Directive
Copy out the records below, swapping "pebble" for "stone" and keeping everything else the same.

* Start *

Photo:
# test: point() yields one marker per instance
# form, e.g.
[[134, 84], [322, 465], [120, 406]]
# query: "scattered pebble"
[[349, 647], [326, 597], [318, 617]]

* End *

Reply
Photo:
# test: point() yields one marker per instance
# form, e.g.
[[134, 84], [322, 465], [120, 406]]
# query: "scattered stone"
[[349, 647], [326, 597], [318, 617]]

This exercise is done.